(Beginning of Given entries)

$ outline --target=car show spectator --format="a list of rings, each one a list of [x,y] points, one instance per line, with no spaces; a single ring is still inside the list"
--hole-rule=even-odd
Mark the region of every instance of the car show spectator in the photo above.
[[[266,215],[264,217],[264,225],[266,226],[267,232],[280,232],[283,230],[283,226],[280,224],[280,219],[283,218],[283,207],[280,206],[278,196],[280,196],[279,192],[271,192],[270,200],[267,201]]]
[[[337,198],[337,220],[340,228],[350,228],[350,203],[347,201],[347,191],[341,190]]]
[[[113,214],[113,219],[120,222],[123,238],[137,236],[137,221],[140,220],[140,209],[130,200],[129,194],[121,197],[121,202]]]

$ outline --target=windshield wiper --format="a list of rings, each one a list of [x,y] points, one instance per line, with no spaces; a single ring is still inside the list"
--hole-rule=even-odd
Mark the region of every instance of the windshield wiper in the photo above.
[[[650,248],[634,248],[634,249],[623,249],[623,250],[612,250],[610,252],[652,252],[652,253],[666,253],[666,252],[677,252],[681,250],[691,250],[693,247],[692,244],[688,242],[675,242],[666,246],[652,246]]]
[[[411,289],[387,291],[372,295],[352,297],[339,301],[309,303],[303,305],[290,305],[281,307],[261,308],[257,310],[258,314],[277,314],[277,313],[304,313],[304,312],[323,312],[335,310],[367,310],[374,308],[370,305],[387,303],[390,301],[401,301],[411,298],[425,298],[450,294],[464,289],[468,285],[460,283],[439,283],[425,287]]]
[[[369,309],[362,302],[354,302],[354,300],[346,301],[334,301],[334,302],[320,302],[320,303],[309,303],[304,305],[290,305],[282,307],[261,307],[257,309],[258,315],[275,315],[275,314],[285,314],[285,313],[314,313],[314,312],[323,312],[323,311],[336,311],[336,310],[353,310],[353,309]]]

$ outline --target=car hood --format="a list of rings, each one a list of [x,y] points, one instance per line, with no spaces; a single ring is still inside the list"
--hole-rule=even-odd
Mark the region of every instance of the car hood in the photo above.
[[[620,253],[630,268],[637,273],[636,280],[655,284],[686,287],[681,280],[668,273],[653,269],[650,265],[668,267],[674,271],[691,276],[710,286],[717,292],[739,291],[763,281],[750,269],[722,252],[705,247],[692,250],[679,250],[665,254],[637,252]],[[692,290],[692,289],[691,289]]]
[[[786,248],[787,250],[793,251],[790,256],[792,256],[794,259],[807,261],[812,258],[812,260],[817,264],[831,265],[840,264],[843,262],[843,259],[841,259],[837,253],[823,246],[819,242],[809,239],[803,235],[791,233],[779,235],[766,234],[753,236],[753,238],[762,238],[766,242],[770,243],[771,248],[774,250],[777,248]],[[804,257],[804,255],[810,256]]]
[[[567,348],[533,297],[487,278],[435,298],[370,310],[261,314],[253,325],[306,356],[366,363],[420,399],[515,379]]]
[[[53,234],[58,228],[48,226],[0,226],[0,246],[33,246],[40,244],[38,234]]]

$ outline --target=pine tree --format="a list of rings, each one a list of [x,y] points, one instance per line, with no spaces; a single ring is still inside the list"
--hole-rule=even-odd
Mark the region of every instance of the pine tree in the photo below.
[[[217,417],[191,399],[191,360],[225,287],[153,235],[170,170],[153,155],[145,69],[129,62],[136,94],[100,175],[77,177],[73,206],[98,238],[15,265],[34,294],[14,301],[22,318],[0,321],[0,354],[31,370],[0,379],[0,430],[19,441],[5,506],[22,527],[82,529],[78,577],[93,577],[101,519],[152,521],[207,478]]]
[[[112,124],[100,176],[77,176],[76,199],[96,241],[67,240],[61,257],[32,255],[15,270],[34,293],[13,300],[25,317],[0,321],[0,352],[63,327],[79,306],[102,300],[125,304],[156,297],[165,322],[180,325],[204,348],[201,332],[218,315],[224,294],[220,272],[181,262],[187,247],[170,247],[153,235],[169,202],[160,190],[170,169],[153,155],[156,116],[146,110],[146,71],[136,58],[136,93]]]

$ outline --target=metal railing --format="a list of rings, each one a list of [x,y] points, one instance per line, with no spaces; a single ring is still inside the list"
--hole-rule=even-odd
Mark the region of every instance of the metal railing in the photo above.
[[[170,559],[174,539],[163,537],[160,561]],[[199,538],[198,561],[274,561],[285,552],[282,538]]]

(End of Given entries)

Task item
Return, exactly as written, only those lines that run from the one with "Mark the region of every instance of the metal" to the last line of the data, both of those lines included.

Exercise output
Mark the region of every instance of the metal railing in the photo above.
[[[170,559],[174,539],[163,537],[160,561]],[[199,538],[198,561],[274,561],[285,552],[282,538]]]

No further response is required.